▶ SELECTED PASSAGE:
** START **

Hash Index on Partitioned Table

2023-05-31 Thread peter.boris...@kartographia.com

Dear PostgreSQL Community,
 
I have a rather large database with ~250 billion records in a partitioned 
table. The database has been running and ingesting data continuously for about 
3 years.
 
I had a "regular" BTree index on one of the fields (a unique bigint column) but 
it was getting too big for the disk it was on. The index was consuming 6.4 TB 
of disk space.
 
I created a new disk with double the size, dropped the original index, and 
started to generate a new index.
 
After doing some research I decided to try to create a hash index instead of a 
BTree. For my purposes, the index is only used to find specific numbers ("=" 
and "IN" queries). From what I read, the hash index should run a little faster 
than btree for my use case and should use less disk space.

** END **

▶ PROVIDED DATA:

** START **

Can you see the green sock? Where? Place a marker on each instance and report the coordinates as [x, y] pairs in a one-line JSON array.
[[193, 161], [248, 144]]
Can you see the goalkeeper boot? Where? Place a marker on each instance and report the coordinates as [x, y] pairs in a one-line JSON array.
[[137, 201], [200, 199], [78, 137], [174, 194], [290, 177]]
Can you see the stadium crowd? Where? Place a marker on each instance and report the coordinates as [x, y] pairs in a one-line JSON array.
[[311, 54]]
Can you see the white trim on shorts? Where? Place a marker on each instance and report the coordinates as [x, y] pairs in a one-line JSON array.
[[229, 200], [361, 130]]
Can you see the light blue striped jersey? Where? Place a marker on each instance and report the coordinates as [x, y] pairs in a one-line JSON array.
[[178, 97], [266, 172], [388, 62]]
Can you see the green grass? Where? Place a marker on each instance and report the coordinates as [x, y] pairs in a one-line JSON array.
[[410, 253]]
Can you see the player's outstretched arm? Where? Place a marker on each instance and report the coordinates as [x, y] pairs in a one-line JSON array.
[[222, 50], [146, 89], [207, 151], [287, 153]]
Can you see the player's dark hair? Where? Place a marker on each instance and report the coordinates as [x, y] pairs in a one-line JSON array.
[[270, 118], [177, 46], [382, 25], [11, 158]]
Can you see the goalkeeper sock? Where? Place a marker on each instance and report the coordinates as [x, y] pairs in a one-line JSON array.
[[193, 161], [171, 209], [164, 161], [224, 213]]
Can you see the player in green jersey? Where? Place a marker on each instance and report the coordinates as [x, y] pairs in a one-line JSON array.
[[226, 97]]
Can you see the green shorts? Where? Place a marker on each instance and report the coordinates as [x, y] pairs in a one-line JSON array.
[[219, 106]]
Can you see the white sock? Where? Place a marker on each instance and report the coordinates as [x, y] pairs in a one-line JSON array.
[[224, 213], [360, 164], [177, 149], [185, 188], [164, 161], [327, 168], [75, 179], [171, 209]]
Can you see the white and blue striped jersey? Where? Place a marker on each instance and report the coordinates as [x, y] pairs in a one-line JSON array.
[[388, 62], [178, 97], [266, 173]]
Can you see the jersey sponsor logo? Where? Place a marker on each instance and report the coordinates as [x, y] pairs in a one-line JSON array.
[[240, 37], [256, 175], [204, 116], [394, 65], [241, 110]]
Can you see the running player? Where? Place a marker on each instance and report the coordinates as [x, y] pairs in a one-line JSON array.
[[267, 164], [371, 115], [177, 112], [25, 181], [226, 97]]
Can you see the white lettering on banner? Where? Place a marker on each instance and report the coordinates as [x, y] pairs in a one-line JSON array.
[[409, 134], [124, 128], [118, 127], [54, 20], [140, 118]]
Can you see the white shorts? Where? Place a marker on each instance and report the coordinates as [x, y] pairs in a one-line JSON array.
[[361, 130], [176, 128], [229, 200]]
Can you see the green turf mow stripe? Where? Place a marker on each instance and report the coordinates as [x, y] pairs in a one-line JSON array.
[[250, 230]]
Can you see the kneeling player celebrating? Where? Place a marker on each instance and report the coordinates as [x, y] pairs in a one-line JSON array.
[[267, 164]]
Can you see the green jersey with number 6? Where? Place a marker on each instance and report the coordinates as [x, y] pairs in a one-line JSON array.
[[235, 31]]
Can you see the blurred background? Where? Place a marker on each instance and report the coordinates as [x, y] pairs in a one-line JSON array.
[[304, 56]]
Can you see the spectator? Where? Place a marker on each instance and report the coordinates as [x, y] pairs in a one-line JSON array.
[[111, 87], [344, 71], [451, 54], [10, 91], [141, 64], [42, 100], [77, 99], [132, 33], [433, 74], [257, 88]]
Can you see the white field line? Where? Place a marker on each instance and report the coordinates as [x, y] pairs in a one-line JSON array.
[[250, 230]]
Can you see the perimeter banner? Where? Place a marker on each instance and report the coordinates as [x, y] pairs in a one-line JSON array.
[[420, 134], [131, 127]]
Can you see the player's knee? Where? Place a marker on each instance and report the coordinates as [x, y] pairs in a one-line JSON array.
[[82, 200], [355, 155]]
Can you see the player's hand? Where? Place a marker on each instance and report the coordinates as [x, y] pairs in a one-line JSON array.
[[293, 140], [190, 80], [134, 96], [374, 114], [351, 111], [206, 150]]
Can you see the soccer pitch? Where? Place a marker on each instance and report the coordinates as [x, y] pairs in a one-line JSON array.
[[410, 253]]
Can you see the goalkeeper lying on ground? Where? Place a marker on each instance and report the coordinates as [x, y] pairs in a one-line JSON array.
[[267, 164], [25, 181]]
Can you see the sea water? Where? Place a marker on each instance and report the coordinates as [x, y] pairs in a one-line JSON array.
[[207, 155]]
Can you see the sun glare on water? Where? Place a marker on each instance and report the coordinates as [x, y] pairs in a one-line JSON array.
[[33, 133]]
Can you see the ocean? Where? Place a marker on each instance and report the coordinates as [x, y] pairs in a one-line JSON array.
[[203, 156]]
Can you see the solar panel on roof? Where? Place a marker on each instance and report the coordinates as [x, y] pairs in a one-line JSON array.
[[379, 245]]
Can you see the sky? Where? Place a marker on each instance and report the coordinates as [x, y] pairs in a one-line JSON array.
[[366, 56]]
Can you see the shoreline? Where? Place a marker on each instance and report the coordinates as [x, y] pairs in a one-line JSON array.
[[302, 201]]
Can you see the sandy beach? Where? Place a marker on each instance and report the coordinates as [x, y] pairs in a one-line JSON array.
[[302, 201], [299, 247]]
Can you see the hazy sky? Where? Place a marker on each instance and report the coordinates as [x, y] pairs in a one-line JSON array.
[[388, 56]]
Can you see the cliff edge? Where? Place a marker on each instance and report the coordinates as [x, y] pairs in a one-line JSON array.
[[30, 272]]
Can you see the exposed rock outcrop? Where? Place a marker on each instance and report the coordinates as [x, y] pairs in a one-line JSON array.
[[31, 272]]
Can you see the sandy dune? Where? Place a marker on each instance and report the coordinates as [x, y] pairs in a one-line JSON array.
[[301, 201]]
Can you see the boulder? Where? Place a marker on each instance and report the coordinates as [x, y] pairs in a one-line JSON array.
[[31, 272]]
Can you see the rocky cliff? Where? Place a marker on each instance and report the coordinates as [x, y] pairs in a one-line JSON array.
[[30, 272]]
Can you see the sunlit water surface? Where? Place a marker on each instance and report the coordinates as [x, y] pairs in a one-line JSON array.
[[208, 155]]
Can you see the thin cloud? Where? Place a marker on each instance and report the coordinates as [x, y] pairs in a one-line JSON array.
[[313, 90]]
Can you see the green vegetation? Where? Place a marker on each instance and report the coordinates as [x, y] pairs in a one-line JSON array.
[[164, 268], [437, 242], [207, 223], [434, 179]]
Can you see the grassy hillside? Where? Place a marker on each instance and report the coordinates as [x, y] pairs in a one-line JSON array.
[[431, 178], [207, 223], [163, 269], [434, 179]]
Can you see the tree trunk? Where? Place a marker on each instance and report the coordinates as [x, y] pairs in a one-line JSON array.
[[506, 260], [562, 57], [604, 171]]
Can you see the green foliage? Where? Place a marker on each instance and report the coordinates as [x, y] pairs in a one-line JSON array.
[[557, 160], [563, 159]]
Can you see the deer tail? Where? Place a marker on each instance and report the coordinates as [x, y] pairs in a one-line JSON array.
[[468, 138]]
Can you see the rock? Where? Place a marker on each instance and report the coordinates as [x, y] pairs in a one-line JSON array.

** END **

▶ COMPLETE THE FOLLOWING:
1 > According to the hash index post, how much disk space was the original BTree index consuming?
2 > Write the next part of the hash index post, starting after its last sentence.

▶ EXPECTED ANSWERS:
1 > 6.4 TB.

2 >
 
After 115 hours, the hash index is still generating and is using significantly 
more disk space than the original BTree index (8.4 TB vs 6.4 TB). I don't know 
how to check the status of the index creation task so I can't really estimate 
how much longer it will take or how much disk space it will consume.
 
Questions:
 
(1) Why is the hash index consuming more disk space than the btree index? Is it 
because the hash of the bigint values larger than the storing the bigints in 
the btree?
(2) Are there any known issues having a hash index on this many records?
(3) Are there any known issues having a hash index on partitioned tables?
(4) Is there any way to estimate when the index process will complete?
 
Server info:
 - PostgreSQL 13
 - Ubuntu 20.04.6 LTS
 - 64 cores (only 1 is ever used during index creation)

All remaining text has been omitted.